Text to read »
Court File and Parties
COURT FILE NO.: FS 11378/18 DATE: 20200115 SUPERIOR COURT OF JUSTICE – ONTARIO FAMILY COURT
RE: Adam MacLean, Applicant AND: Melissa MacLean, Respondent
BEFORE: Templeton J.
COUNSEL: T. Zimmerman, for the Applicant G. McQuaid, for the Respondent
HEARD: In writing
Costs Endorsement
[1] On October 19, 2018, the Applicant commenced an action for a divorce and corollary relief.
[2] Thereafter, the Applicant served and filed a Motion concerning parenting time with their son who is six years of age. The Respondent served and filed a cross-Motion. My decision with respect to the merits of these motions was rendered on August 20, 2019.
[3] Unfortunately, I was unaware until recently (through no one’s fault but my own) that both parties had completed and filed written submissions with respect to costs. I sincerely apologize to the parties and to counsel for the delay of a decision in this regard.

[Dataset excerpt]
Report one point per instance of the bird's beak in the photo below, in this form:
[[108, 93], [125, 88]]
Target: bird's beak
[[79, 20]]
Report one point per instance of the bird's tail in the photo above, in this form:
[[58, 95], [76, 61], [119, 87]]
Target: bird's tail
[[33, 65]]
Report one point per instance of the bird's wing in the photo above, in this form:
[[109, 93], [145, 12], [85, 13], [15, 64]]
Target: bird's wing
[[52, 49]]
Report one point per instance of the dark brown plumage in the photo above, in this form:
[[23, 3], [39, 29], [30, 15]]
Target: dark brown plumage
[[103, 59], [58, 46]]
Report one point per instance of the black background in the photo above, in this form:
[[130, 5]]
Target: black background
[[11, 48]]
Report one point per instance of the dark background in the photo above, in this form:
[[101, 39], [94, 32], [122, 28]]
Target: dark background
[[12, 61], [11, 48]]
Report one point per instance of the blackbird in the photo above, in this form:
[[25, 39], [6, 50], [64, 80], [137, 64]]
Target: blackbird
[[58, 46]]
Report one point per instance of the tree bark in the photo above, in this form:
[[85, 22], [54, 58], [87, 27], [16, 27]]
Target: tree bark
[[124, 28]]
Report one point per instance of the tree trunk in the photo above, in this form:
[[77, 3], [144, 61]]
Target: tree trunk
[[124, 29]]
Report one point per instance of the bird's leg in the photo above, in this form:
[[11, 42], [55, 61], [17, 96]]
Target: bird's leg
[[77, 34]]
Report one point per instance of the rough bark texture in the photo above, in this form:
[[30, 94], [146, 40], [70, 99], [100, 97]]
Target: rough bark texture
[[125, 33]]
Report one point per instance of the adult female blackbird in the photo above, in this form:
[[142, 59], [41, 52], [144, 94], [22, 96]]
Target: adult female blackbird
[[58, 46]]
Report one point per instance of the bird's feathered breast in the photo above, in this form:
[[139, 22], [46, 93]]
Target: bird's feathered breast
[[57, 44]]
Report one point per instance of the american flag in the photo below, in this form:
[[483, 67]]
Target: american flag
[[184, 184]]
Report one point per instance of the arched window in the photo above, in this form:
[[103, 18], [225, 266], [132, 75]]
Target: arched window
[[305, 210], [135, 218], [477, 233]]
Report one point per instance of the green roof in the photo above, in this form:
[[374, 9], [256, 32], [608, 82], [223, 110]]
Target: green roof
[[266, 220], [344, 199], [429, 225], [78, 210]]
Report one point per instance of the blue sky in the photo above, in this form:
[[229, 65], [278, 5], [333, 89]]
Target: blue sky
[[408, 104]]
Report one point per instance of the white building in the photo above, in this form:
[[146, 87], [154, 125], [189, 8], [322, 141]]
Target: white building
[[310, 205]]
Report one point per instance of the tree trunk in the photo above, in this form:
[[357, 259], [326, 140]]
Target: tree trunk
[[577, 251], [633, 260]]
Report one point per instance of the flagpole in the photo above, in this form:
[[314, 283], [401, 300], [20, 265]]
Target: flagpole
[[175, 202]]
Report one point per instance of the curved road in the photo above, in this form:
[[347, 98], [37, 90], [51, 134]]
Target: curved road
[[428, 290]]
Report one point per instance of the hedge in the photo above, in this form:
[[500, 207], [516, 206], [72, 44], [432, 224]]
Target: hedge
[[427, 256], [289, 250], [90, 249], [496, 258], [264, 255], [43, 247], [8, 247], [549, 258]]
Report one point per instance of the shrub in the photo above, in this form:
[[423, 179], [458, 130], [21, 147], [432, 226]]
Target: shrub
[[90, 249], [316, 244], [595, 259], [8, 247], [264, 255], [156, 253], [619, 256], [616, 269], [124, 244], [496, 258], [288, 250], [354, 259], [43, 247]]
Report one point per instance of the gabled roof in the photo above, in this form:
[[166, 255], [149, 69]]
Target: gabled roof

Challenges »
[A] According to the costs endorsement, on what date did the Applicant commence the action for a divorce and corollary relief?
[B] Output the portion of the costs endorsement starting at "[2] Thereafter, the" and ending at "August 20, 2019.", copied word for word.

Answers below »
[A] October 19, 2018

[B]
[2] Thereafter, the Applicant served and filed a Motion concerning parenting time with their son who is six years of age. The Respondent served and filed a cross-Motion. My decision with respect to the merits of these motions was rendered on August 20, 2019.